> _Task inputs_
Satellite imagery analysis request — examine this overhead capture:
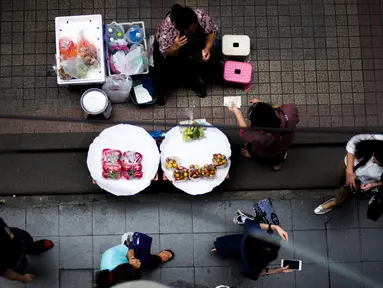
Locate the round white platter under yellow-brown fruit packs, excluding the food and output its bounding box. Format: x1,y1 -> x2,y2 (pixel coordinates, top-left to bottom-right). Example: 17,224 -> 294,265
160,126 -> 231,195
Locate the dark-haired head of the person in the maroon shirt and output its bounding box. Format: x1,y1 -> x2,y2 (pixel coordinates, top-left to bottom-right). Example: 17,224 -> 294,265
248,102 -> 281,128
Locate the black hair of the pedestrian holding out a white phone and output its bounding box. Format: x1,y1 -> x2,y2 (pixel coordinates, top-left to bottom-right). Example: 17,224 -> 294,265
245,236 -> 281,270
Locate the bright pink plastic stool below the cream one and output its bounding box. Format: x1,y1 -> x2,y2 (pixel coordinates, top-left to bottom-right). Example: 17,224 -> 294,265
223,60 -> 253,91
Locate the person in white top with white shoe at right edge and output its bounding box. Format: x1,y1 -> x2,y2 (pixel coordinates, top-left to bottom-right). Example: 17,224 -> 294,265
314,134 -> 383,215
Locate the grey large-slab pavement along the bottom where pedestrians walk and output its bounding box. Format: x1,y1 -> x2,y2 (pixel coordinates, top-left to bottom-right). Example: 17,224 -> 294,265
0,197 -> 383,288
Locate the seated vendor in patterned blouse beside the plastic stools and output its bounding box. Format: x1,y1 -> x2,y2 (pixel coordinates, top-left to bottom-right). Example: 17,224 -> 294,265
153,4 -> 222,105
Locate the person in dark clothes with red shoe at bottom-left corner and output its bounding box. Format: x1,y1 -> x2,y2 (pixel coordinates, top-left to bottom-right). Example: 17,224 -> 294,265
0,217 -> 53,283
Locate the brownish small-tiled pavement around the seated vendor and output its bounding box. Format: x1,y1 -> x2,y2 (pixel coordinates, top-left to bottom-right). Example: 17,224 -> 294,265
0,0 -> 383,133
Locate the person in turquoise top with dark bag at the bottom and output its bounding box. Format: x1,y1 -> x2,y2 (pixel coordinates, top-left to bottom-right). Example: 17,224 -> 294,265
96,232 -> 174,288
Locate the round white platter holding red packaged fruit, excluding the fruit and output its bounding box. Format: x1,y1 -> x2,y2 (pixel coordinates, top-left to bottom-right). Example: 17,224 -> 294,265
87,124 -> 160,196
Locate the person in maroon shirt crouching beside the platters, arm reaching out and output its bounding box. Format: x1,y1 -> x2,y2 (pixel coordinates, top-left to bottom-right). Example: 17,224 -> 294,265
228,99 -> 299,171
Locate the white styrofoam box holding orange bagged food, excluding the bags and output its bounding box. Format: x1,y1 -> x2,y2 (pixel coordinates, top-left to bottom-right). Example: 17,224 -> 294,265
55,15 -> 105,85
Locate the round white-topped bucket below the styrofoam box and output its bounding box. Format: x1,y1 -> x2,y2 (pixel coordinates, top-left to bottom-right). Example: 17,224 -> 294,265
80,88 -> 112,119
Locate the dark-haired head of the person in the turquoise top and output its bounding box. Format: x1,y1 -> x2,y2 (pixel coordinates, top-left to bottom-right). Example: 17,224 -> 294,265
96,263 -> 139,288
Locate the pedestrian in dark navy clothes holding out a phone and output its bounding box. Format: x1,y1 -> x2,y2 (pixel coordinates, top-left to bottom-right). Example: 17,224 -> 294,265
211,210 -> 292,280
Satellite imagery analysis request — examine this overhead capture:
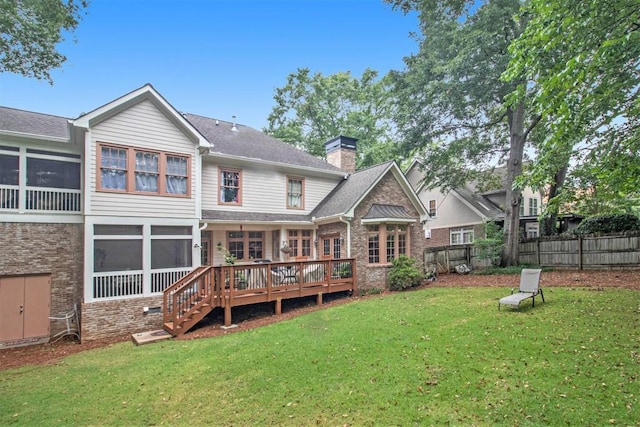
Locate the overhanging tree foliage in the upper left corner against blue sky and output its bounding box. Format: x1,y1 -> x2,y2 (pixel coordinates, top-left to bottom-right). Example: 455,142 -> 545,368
0,0 -> 88,84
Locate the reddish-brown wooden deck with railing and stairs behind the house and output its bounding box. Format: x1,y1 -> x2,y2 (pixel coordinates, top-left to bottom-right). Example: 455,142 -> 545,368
163,258 -> 356,336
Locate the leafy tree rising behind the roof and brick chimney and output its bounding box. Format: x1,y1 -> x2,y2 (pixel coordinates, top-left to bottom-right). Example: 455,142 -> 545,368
265,68 -> 396,167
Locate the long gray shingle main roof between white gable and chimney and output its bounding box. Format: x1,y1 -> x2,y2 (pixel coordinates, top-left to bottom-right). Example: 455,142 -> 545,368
183,114 -> 342,172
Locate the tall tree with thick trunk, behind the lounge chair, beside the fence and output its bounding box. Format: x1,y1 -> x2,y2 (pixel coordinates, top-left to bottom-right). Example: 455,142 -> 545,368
386,0 -> 540,265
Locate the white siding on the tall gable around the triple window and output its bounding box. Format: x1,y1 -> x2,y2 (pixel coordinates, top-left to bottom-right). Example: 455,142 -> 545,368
87,101 -> 200,218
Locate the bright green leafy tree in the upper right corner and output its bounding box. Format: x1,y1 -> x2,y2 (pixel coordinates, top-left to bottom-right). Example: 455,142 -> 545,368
504,0 -> 640,213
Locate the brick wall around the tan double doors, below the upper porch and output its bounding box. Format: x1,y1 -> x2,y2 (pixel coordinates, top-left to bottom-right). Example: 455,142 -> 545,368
0,222 -> 84,335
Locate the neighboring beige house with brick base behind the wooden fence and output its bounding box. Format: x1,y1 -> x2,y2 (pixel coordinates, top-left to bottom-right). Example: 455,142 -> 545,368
405,160 -> 542,247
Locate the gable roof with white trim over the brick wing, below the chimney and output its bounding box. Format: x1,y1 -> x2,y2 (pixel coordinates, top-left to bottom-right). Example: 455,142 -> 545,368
311,160 -> 428,221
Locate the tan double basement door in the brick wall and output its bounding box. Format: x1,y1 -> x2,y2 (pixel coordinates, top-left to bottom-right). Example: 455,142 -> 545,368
0,275 -> 51,348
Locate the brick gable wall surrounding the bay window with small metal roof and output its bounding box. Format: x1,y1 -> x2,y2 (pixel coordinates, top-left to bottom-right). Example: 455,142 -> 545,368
351,173 -> 427,290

> _How to complete this task_
Return the full listing exactly as it appears above, without its pictures.

> _Answer to this task_
Satellite imagery analysis request — examine this overhead capture:
Locate the round white platter under yellow-brown fruit packs, excluding the food and output its bounding box. Format: x1,y1 -> x2,y2 (pixel coordinates, top-left to bottom-right). Example: 17,224 -> 294,265
160,126 -> 231,195
Locate the dark-haired head of the person in the maroon shirt and output its bounding box. Format: x1,y1 -> x2,y2 (pixel coordinates, top-left to bottom-right). Example: 17,224 -> 294,265
248,102 -> 281,128
Locate the black hair of the pedestrian holding out a white phone and output its bounding box. Format: x1,y1 -> x2,y2 (pixel coordinates, top-left to bottom-right). Example: 17,224 -> 294,265
245,236 -> 281,270
Locate the bright pink plastic stool below the cream one and output its bounding box. Format: x1,y1 -> x2,y2 (pixel coordinates, top-left to bottom-right). Example: 17,224 -> 294,265
223,60 -> 253,91
Locate the person in white top with white shoe at right edge and output its bounding box. Format: x1,y1 -> x2,y2 (pixel coordinates, top-left to bottom-right). Example: 17,224 -> 294,265
314,134 -> 383,215
Locate the grey large-slab pavement along the bottom where pedestrians walk and output its bounding box. Format: x1,y1 -> x2,y2 (pixel coordinates, top-left to bottom-right). Example: 17,224 -> 294,265
0,197 -> 383,288
Locate the seated vendor in patterned blouse beside the plastic stools and output its bounding box. Format: x1,y1 -> x2,y2 (pixel coordinates, top-left to bottom-right). Example: 17,224 -> 294,265
153,4 -> 222,105
Locate the person in dark clothes with red shoe at bottom-left corner and output its bounding box. Format: x1,y1 -> x2,y2 (pixel coordinates, top-left to bottom-right). Example: 17,224 -> 294,265
0,217 -> 53,283
Locate the brownish small-tiled pavement around the seated vendor and output its bounding box. Format: x1,y1 -> x2,y2 (pixel coordinates, top-left to bottom-right). Example: 17,224 -> 294,265
0,0 -> 383,133
Locate the person in turquoise top with dark bag at the bottom and output its bounding box. Format: x1,y1 -> x2,y2 (pixel coordinates, top-left to bottom-right). Example: 17,224 -> 294,265
96,232 -> 174,288
Locate the round white platter holding red packaged fruit, excluding the fruit and output its bounding box. Format: x1,y1 -> x2,y2 (pixel coordinates, top-left to bottom-right). Example: 17,224 -> 294,265
87,124 -> 160,196
Locate the person in maroon shirt crouching beside the platters, arm reaching out and output its bounding box. Format: x1,y1 -> x2,y2 (pixel coordinates, top-left to bottom-right). Example: 17,224 -> 294,265
228,99 -> 299,171
Locate the white styrofoam box holding orange bagged food, excluding the bags and output its bounding box. Format: x1,y1 -> x2,y2 (pixel coordinates, top-left to bottom-right). Example: 17,224 -> 294,265
55,15 -> 105,85
Locate the round white-topped bucket below the styrofoam box and output its bounding box. Format: x1,y1 -> x2,y2 (pixel coordinates, top-left to bottom-right). Example: 17,224 -> 294,265
80,88 -> 112,119
Locate the dark-haired head of the person in the turquoise top and output its bounding box. Format: x1,y1 -> x2,y2 (pixel coordinates, top-left to bottom-right). Example: 17,224 -> 294,265
96,263 -> 139,288
Locate the pedestrian in dark navy clothes holding out a phone and output its bounding box. Format: x1,y1 -> x2,y2 (pixel coordinates, top-left to bottom-right). Example: 17,224 -> 294,265
211,210 -> 292,280
Satellite imagery analysis request — examine this overhead capture:
Locate the overhanging tree foliage in the upper left corner against blue sky and output its bounding box. Format: x1,y1 -> x2,y2 (pixel coordinates, top-left to bottom-right). Example: 455,142 -> 545,368
0,0 -> 88,84
Locate the reddish-brown wooden deck with railing and stairs behind the house and output its bounding box. Format: x1,y1 -> x2,y2 (pixel coordinates, top-left to bottom-right). Example: 455,142 -> 545,368
163,258 -> 356,336
Locate the leafy tree rising behind the roof and brick chimney and output its bounding box. Format: x1,y1 -> x2,y2 (pixel coordinates, top-left to bottom-right). Example: 455,142 -> 545,368
265,68 -> 396,167
Locate the long gray shingle main roof between white gable and chimney and output its bounding box. Format: x1,y1 -> x2,y2 (pixel coordinates, top-left to bottom-right). Example: 455,142 -> 545,368
183,114 -> 342,172
Locate the tall tree with thick trunk, behind the lounge chair, beside the fence and output its bounding box. Format: x1,y1 -> x2,y2 (pixel coordinates, top-left to bottom-right). Example: 455,142 -> 545,368
386,0 -> 540,265
Locate the white siding on the tall gable around the triple window and output its bounding box. Format: x1,y1 -> x2,y2 (pixel coordinates, top-left to bottom-right). Example: 455,142 -> 545,368
87,101 -> 200,218
Locate the bright green leafy tree in the upper right corner and output its bounding box. Format: x1,y1 -> x2,y2 (pixel coordinates, top-left to bottom-right). Example: 455,142 -> 545,368
504,0 -> 640,213
Locate the brick wall around the tan double doors, below the upper porch and output its bounding box. Format: x1,y1 -> x2,y2 (pixel coordinates, top-left to bottom-right). Example: 455,142 -> 545,368
0,222 -> 84,335
Locate the neighboring beige house with brick base behind the wooden fence and output its bounding box. Format: x1,y1 -> x2,y2 (pixel coordinates, top-left to bottom-right). Example: 455,142 -> 545,368
405,160 -> 542,247
Locate the gable roof with white trim over the brick wing, below the chimney and output its bounding box. Format: x1,y1 -> x2,y2 (pixel coordinates, top-left to bottom-right). Example: 455,142 -> 545,368
311,160 -> 428,221
Locate the tan double basement door in the brick wall and output its bounding box. Format: x1,y1 -> x2,y2 (pixel coordinates, top-left to bottom-right). Example: 455,142 -> 545,368
0,275 -> 51,348
Locate the brick gable wall surrounding the bay window with small metal roof and output its bounding box. Format: x1,y1 -> x2,y2 (pixel coordinates, top-left to bottom-right). Example: 455,142 -> 545,368
351,173 -> 427,290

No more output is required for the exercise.